== Segment start ==

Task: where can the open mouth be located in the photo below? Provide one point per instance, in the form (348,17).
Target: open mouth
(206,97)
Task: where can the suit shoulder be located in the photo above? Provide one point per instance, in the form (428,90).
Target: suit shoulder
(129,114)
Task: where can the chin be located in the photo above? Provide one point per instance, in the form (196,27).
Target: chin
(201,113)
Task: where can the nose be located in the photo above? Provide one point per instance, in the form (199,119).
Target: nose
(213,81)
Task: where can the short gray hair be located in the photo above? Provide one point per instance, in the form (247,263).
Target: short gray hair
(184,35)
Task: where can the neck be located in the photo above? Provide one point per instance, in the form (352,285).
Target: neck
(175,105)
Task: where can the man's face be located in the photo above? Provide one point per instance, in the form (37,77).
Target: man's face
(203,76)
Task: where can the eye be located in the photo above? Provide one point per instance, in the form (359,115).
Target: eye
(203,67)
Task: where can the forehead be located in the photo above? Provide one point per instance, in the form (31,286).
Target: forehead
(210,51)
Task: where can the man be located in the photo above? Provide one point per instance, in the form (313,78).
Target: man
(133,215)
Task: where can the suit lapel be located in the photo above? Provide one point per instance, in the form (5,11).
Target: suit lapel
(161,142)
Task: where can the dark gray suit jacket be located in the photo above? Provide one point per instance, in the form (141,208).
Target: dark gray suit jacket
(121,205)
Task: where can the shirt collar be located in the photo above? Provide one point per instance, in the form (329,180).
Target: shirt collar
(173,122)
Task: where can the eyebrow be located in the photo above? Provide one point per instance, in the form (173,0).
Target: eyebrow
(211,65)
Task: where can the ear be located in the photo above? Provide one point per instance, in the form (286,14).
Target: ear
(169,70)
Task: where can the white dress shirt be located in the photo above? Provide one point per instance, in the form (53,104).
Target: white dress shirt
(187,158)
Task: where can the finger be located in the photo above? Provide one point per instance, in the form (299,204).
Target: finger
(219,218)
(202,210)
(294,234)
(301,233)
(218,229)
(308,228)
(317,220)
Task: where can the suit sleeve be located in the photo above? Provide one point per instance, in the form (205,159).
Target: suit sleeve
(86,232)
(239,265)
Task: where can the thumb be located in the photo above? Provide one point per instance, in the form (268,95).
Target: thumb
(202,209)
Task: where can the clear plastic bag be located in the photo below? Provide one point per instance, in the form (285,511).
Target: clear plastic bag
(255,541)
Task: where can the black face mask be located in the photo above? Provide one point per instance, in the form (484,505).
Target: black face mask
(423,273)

== Segment end ==

### ASSIGNED TASK
Reproduce the whole listing above exactly.

### REPLY
Task: where can the open mouth be located in the photo below? Provide one point per instance, in the form (348,17).
Target: open mouth
(206,97)
Task: where can the suit shoulder be located in the photo above? Provide one point per instance, in the form (428,90).
Target: suit shoulder
(129,114)
Task: where can the chin be located in the photo above? Provide one point per instance, in the form (196,27).
Target: chin
(201,113)
Task: where can the nose be located in the photo above? Provide one point per instance, in the form (199,119).
Target: nose
(213,81)
Task: where can the short gray hair be located in the photo above? Provide one point per instance, in the form (247,263).
Target: short gray hair
(184,35)
Task: where can the neck be located in the photo above? Provide one point per instance, in the form (352,285).
Target: neck
(175,105)
Task: where can the man's face be located in the photo above? Provide one point per instance, in the form (37,77).
Target: man's face
(203,76)
Task: where can the eye be located in the photo above? Provide one point per instance, in the form (359,115).
Target: eye
(203,67)
Task: where can the forehead be located in the photo above? Provide one point per instance, in the form (31,286).
Target: forehead
(210,51)
Task: where can the man be located in the photo above? Provide one point per instance, in the form (313,78).
Target: man
(133,215)
Task: where can the suit lapel be located in the photo above? Provide one point per instance, in the form (5,11).
Target: suit lapel
(161,142)
Task: where can the dark gray suit jacket be located in the photo above? Provide one point per instance, in the form (141,208).
Target: dark gray suit jacket
(121,205)
Task: where can the shirt collar be located in the photo above? Provide one point per instance, in the form (329,180).
Target: shirt collar
(173,122)
Task: where can the eyebrow be located in the photo above? Provide one point per instance, in the form (173,0).
Target: eyebrow
(211,65)
Task: where can the ear be located in the photo above? Provide one point per instance, in the form (286,14).
Target: ear
(169,70)
Task: where can the white dress shirt be located in the photo above? Provide one point per instance, in the form (53,104).
Target: white dress shirt
(187,158)
Task: where can the finger be located in the photo above? Provide one point per instance, in the form (299,204).
Target: finger
(219,218)
(202,210)
(294,234)
(301,233)
(218,229)
(308,228)
(317,220)
Task: where can the suit sleeve be located in the photo above? Provide one point per instance, in the form (205,159).
Target: suit sleeve
(86,232)
(239,265)
Task: where can the thumb be located in the photo above? Provide one point per instance, in the form (268,95).
Target: thumb
(202,209)
Task: where can the clear plastic bag be located in the photo below? Provide one point per instance, in the form (285,511).
Target: clear plastic bag
(255,541)
Task: where can the black face mask be located in the photo above? Provide one point per instance, in the form (484,505).
Target: black face mask
(423,273)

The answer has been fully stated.